Nursing Home

By Nick Gilmore

Published: 8 Apr, 2024

Monday

It was peaceful and quiet at The Home today. I was grateful for that as I was still in a state of Mental Energy Deficiency after the visit to Father-in-Law yesterday. It was a case of visit Mum or go and have a nap. As it turns out, I could’ve done both.

Mum was just coming out of a Sleepy phase today. Not very mobile and not very comfortable either. It was obvious that she was still stiff from having been totally immobile for at least 24 hours. She wasn’t at all talkative but that’s to be expected at this stage. She did respond to questions and, if you listened carefully, you could understand the answers. Well, mostly. She was just content to lie there and hold my hand as she drifted in and out of sleep.

“Hello Mum! It’s Nick. How are you feeling?”

“Not too bad. Could’ve done with you being here earlier though.”

“Oh dear. Do you need a drink?”

“Yeah.”

She had a really good (for her) go at a cup of squash. There was no attempt to hold the cup which, again, was expected.

“It’s not a bad day out there today Mum. It’s turned quite warm.”

“Has it?”

“Do you fancy sitting out in the garden for a bit?”

No response.

“Shall I read to you for a bit?

“Yes please!”

Just two chapters today before I’d thought (wrongly, apparently) she’d gone back to sleep. She came to again when I stood up to leave but she didn’t protest when I said I’d be back tomorrow.

On my way out, Gina asked me how it had gone. When I was signing in she’d asked what I thought the chances were of getting Mum outside. I told her that I’d asked a number of times, especially since the manager had told me they had wheelchairs that were super-supportive. I told her how Mum would agree that it would improve her appetite and digestion, her sleep and her strength and that if she got strong enough we could start thinking about getting her home again. Even after agreeing to all that, she’d fatly refuse to be got out of bed. Gina suggested asking more directly.

OBJECTIVE 1
Filter the records below down to the lines that contain the word "chest".

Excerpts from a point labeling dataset
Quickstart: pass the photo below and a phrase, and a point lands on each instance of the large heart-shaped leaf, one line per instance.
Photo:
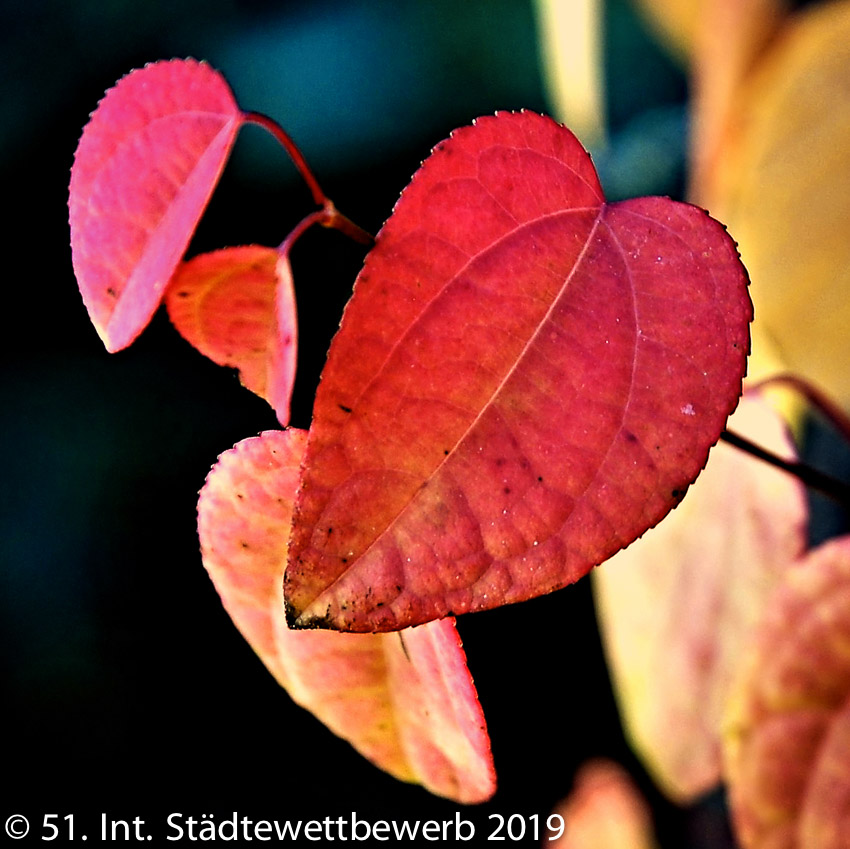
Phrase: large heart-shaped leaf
(525, 379)
(144, 169)
(406, 701)
(237, 307)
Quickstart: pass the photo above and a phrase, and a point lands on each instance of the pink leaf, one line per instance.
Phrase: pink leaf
(788, 727)
(677, 608)
(237, 307)
(143, 172)
(406, 701)
(525, 380)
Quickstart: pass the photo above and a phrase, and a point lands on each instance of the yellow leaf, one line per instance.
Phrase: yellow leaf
(781, 183)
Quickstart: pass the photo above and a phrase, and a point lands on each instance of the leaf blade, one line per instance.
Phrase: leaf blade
(677, 607)
(412, 710)
(785, 753)
(144, 169)
(442, 407)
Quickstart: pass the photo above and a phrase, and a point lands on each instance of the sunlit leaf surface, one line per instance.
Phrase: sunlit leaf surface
(525, 379)
(406, 701)
(144, 169)
(677, 607)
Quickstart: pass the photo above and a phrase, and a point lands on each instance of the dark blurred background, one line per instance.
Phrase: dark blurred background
(126, 688)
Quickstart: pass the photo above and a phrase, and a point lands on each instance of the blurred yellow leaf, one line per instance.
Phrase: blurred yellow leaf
(675, 21)
(787, 739)
(604, 811)
(781, 183)
(676, 606)
(571, 45)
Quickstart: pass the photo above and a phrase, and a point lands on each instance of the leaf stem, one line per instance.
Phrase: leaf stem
(328, 215)
(828, 485)
(816, 397)
(291, 148)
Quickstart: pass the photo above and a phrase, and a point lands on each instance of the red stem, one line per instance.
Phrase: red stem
(328, 216)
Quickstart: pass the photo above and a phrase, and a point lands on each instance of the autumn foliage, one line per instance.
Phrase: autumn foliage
(526, 379)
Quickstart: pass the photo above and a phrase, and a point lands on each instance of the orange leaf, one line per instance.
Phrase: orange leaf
(781, 182)
(406, 701)
(676, 607)
(237, 307)
(788, 729)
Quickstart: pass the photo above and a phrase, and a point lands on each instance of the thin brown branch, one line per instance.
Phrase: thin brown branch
(826, 484)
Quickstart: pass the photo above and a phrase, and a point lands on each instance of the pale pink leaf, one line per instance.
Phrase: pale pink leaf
(604, 811)
(406, 701)
(525, 379)
(144, 169)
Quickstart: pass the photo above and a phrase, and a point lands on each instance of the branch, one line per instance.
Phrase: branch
(826, 484)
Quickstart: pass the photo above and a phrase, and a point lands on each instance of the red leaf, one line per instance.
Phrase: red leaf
(143, 172)
(406, 701)
(525, 380)
(237, 307)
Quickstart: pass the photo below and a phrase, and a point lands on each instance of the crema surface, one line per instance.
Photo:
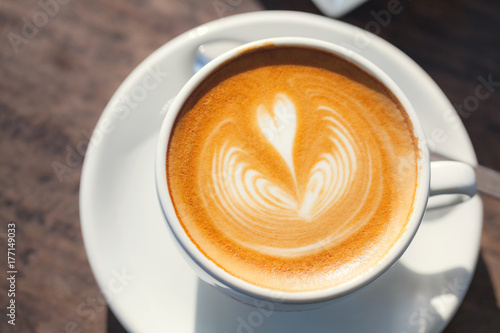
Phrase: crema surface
(292, 169)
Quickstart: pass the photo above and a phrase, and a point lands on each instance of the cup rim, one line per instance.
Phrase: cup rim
(249, 289)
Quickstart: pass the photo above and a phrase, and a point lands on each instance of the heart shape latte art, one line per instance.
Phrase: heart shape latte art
(304, 204)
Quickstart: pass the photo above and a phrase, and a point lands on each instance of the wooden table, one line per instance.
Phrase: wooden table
(60, 64)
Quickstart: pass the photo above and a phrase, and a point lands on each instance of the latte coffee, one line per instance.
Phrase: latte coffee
(284, 168)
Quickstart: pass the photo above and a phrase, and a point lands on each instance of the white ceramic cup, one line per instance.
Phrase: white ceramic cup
(447, 178)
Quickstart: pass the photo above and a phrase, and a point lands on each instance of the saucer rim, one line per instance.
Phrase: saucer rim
(88, 172)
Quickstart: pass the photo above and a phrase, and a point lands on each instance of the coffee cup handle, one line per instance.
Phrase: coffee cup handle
(451, 177)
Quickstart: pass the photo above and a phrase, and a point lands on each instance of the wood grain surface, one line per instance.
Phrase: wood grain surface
(58, 70)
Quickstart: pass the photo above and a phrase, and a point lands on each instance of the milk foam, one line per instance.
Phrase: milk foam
(252, 200)
(286, 175)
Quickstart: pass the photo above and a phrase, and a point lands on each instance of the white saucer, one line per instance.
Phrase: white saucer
(145, 280)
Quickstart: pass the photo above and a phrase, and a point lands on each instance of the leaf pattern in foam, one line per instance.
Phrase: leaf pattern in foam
(279, 128)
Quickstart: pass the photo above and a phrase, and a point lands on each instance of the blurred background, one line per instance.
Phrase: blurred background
(56, 77)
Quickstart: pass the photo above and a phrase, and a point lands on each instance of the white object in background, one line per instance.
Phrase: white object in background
(337, 8)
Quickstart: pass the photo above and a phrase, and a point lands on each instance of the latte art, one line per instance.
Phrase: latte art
(283, 169)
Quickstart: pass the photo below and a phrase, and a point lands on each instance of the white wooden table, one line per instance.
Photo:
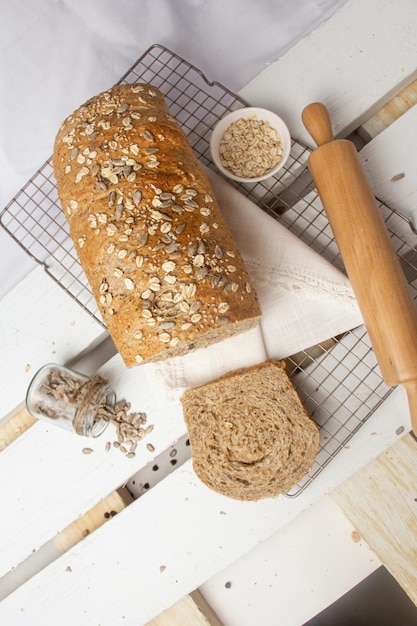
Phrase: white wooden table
(65, 557)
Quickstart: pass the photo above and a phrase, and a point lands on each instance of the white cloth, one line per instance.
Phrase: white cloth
(304, 300)
(56, 54)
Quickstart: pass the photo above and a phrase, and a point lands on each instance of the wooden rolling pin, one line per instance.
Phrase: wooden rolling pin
(371, 262)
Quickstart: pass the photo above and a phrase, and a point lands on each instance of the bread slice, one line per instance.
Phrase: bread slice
(250, 435)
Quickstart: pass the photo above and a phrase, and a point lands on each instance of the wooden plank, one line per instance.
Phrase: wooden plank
(77, 481)
(380, 501)
(101, 513)
(353, 63)
(192, 610)
(389, 161)
(174, 538)
(390, 112)
(15, 426)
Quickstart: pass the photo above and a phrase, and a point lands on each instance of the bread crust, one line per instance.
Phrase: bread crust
(161, 262)
(250, 435)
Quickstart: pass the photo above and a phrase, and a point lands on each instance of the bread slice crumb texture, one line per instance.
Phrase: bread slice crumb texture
(250, 435)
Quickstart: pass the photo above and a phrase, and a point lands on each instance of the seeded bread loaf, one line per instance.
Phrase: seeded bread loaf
(158, 255)
(250, 435)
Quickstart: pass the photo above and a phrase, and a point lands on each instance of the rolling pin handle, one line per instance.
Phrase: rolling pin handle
(316, 120)
(411, 389)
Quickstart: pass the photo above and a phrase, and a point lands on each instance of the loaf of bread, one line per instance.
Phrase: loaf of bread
(158, 255)
(250, 435)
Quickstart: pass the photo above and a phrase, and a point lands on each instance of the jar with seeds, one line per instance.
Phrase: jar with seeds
(71, 400)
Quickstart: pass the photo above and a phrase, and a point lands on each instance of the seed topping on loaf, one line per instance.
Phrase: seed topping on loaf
(146, 226)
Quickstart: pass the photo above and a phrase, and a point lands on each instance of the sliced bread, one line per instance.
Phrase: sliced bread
(250, 435)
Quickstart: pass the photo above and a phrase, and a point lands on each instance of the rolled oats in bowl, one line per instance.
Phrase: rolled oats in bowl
(250, 144)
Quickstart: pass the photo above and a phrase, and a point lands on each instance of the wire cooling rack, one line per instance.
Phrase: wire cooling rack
(338, 381)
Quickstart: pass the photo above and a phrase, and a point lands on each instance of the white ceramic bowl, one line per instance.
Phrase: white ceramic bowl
(261, 114)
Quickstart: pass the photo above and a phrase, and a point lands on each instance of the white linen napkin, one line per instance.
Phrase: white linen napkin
(304, 300)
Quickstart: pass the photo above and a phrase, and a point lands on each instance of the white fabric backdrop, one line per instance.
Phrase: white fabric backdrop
(54, 54)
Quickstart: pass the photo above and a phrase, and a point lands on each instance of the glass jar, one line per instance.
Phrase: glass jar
(71, 400)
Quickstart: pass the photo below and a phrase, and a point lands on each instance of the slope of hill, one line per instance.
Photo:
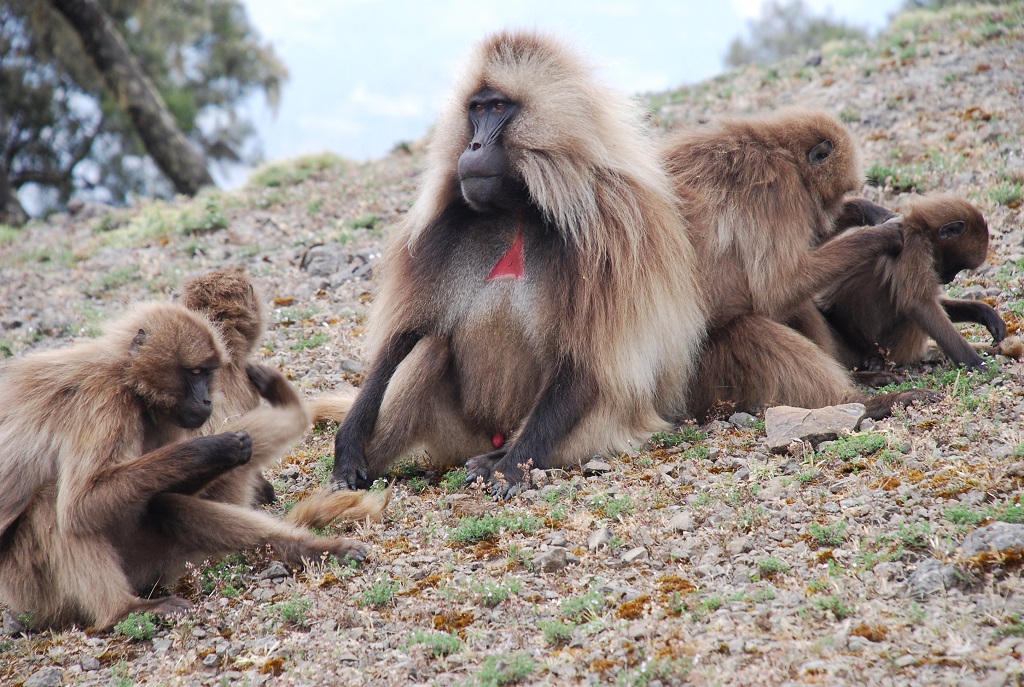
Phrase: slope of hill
(701, 558)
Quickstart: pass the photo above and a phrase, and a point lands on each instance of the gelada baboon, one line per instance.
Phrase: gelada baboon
(887, 309)
(97, 487)
(760, 192)
(228, 298)
(539, 303)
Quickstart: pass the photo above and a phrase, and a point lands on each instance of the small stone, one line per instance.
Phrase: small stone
(552, 561)
(997, 537)
(596, 467)
(274, 570)
(785, 424)
(1016, 470)
(738, 545)
(682, 522)
(599, 539)
(932, 576)
(47, 677)
(634, 555)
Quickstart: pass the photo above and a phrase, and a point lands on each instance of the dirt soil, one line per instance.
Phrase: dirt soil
(700, 558)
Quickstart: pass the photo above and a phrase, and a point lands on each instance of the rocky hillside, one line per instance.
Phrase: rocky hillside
(890, 557)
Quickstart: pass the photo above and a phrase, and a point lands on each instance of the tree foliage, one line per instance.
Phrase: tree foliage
(61, 130)
(786, 29)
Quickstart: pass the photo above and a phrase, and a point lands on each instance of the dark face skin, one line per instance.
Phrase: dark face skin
(196, 405)
(483, 167)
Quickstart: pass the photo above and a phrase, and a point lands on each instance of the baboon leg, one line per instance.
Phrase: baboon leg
(197, 528)
(808, 320)
(758, 362)
(420, 409)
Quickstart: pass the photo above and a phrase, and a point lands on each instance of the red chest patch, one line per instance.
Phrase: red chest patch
(512, 265)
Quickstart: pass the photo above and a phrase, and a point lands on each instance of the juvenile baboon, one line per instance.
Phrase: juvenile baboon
(760, 194)
(887, 309)
(228, 298)
(97, 485)
(539, 303)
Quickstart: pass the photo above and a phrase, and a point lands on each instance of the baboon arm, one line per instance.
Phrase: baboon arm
(832, 262)
(88, 503)
(931, 317)
(861, 212)
(976, 311)
(350, 469)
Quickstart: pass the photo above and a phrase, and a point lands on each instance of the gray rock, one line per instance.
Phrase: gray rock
(551, 561)
(599, 539)
(325, 259)
(596, 467)
(47, 677)
(932, 576)
(682, 522)
(274, 570)
(634, 555)
(998, 537)
(784, 424)
(742, 420)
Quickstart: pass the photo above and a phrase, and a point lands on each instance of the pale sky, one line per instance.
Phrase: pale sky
(367, 74)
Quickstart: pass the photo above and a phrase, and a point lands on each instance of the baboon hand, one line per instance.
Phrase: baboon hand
(498, 470)
(350, 468)
(265, 380)
(225, 451)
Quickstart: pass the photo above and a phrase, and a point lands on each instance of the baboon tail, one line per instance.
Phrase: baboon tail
(325, 506)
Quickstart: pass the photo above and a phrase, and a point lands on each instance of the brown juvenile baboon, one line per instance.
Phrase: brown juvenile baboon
(539, 303)
(97, 485)
(760, 194)
(887, 309)
(228, 298)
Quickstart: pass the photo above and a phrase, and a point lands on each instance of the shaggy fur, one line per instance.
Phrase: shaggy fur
(609, 311)
(886, 311)
(97, 484)
(758, 207)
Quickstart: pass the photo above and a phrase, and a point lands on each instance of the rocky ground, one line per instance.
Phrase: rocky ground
(888, 557)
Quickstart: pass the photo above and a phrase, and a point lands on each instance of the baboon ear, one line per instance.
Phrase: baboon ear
(952, 229)
(137, 342)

OBJECTIVE 2
How many chapters were read to Mum in the nursing home diary entry?

WRITTEN SOLUTION 1
Quickstart: pass the photo above and a phrase, and a point lands on each instance of the red chest patch, one line per instance.
Phrase: red chest patch

WRITTEN SOLUTION 2
Two chapters.